• [YOUR TASK]: Output the full listing below exactly as it reads, and skip anything that is a picture.

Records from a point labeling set
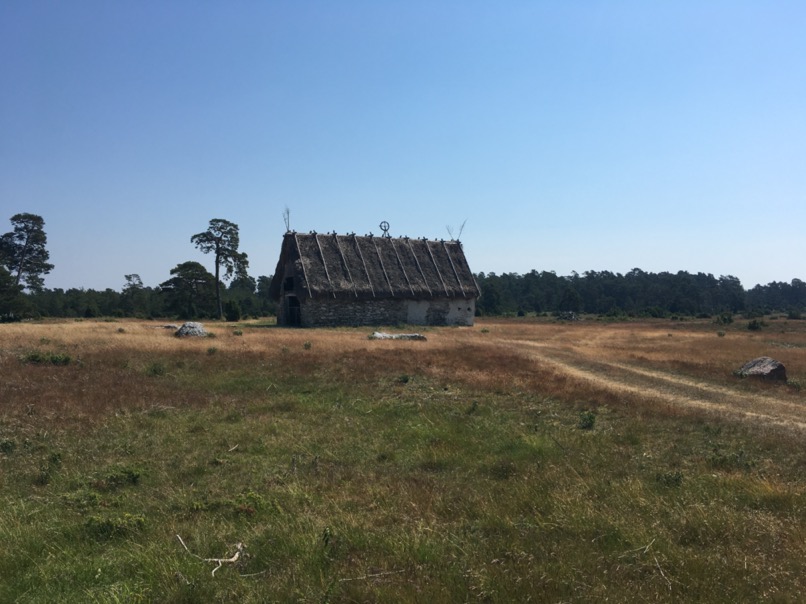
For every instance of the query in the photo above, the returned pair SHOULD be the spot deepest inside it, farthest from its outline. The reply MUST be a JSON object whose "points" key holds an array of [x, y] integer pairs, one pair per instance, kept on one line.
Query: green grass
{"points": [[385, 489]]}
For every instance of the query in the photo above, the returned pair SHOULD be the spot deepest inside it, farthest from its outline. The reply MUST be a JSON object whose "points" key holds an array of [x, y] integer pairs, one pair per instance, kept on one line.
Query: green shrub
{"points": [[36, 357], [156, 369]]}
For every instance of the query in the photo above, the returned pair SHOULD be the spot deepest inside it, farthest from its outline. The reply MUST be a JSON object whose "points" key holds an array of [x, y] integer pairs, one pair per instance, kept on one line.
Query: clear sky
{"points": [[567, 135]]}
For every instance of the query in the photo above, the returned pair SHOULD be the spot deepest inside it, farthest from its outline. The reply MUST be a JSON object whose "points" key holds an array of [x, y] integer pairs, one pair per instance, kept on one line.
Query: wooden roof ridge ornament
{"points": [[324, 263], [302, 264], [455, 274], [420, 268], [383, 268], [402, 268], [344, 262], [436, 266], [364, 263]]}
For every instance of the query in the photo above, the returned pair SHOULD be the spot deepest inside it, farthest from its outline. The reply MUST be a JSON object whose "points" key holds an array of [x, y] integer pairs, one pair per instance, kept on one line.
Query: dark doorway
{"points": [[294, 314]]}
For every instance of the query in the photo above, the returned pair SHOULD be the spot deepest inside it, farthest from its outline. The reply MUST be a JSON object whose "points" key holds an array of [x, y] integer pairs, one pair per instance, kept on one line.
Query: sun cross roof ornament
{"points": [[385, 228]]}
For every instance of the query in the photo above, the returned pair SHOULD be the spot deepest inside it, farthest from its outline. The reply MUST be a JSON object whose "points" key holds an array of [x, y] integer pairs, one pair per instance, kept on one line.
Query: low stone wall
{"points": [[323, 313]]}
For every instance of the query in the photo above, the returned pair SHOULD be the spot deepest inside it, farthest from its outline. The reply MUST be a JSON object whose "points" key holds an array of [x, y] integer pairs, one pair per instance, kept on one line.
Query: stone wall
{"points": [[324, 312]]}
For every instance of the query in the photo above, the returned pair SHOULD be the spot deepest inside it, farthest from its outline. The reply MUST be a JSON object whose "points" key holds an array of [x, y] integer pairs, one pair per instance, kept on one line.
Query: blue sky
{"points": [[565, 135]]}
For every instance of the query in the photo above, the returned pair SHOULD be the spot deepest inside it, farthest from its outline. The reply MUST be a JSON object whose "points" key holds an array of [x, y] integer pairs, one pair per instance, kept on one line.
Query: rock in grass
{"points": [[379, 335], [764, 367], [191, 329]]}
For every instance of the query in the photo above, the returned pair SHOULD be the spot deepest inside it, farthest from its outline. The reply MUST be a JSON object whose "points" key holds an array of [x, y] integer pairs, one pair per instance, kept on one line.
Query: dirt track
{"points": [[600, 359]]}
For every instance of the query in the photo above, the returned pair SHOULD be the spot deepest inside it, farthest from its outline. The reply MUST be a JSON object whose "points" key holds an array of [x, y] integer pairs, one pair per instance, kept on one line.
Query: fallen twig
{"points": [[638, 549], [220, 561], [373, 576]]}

• [TASK OUTPUT]:
For every instance of the query in the photo above, the returned pair SHOULD be the spot deepest inside it, farthest from its outline. The reply MUST be a JSON object whose "points" key holds an array of [x, y] integer pairs, one pair per instance, kept on one line.
Query: green grass
{"points": [[385, 489]]}
For every instance of the query in the photo above, the returned pair SHOULD be the spot deepest inside it, farthest from its outline. The reply MUST be a JSON object whose "points" key holds an array of [x, y] integer pairs, one pair per instance, kept on one line.
Query: green shrub
{"points": [[36, 357], [156, 369]]}
For every instance of the query in the photo above, the returned pair SHOULD be the spot deepest inside it, farthest from its outline. The reply MUST be a JSON object whose "points" key holds an array of [x, y] integer pairs, one pair per instance, kept on one line.
Query: clear sky
{"points": [[567, 135]]}
For every instance of the query in the photo above, the returned pair SHOULD be the spot deepest inside it, farthest from its outline. The reply MUST be a JSON object whose "points" key holds an array of [x, y] integer pairs, one pair per instance, kept on one line.
Query: wooden roof ridge ornament
{"points": [[324, 263], [302, 264], [455, 274], [420, 268], [383, 268], [402, 268], [344, 262], [436, 266], [364, 263]]}
For every instance of the query in the photo above, the returned pair SHOULD be the spot deepest inside it, farthest from its outline. The reply MUST be a JSON object whose "points" key holds an array of [x, y] integer pairs, one pair per instance, kept on one line.
Query: dark doorway
{"points": [[294, 314]]}
For every instance of the query in the photo above, the returned pair SHOULD be the spot deepest inside it, farthest from its outline. The reply MUST be a JSON object whose "points" key holds an array of [x, y] integer pairs, one pair per instance, kept on one line.
Query: sun cross roof ornament
{"points": [[385, 228]]}
For every instance of the query in the photo above, the returned pair SHOULD be the spot deepest inside it, farthest from its outline. The reply MUST be a JSON object whose "points" key holds an array of [x, y] integer pairs, one pair per instance, kept on one line.
Query: low stone wall
{"points": [[323, 313]]}
For every instance of the query in the photo above, the returned pair SHOULD be the spot deepest inside it, farthest from its outline. The reply MUST be a JSON object whose "points" key holds an array of [x, y] integer pairs, one pair per instance, kept on one line.
Query: stone wall
{"points": [[324, 312]]}
For every instance of the query in the photo above, the returned pair SHOULD be the spot deepest inside it, farthest from its outline. The reply MUST be a JSON object whose "points" key holds an array of [x, y] integer pairs, one pair per instance, kept on one line.
Query: blue sky
{"points": [[565, 135]]}
For every instance of the query in the photo above, the returned pair SHOULD be the spot deepest inside it, farthest from its outline. The reply MUST be a JSON object whose "points" key holds an array of [x, y] integer pairs, one pair per instance, kept on one line.
Query: rock in grass
{"points": [[379, 335], [764, 367], [191, 329]]}
For every instance of the query in the photo above, the returned pair SHOULD be the spot deepest inside it, farthest from its outline. The reply MUST be a JSON object whose "points" key holds an array of [x, y] integer pairs, one pair per instance, kept on one line.
Query: dirt track
{"points": [[600, 359]]}
For every instance of the query in the photo above, the returned pair SHOULD be the spot deepest inside it, farthest from its outline. The reply MUST be a JSON object whose "points" key holds an array of [x, y] integer pairs, one pair per instance, kept on one line.
Query: fallen twig
{"points": [[638, 549], [220, 561], [373, 576]]}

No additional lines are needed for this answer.